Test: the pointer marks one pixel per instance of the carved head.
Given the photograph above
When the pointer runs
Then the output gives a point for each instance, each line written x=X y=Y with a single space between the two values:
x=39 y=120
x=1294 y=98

__WHAT YOU NEED TO DO__: Copy the whole listing above line by line, shifting every coordinate in the answers by -115.

__SOLUTION TO THE PROBLEM__:
Test: the pointer marks one pixel per instance of the carved head.
Given the photograph above
When the pointer runs
Then the output gives a point for each instance, each line written x=X y=Y with a single space between the two values:
x=-76 y=5
x=1179 y=-17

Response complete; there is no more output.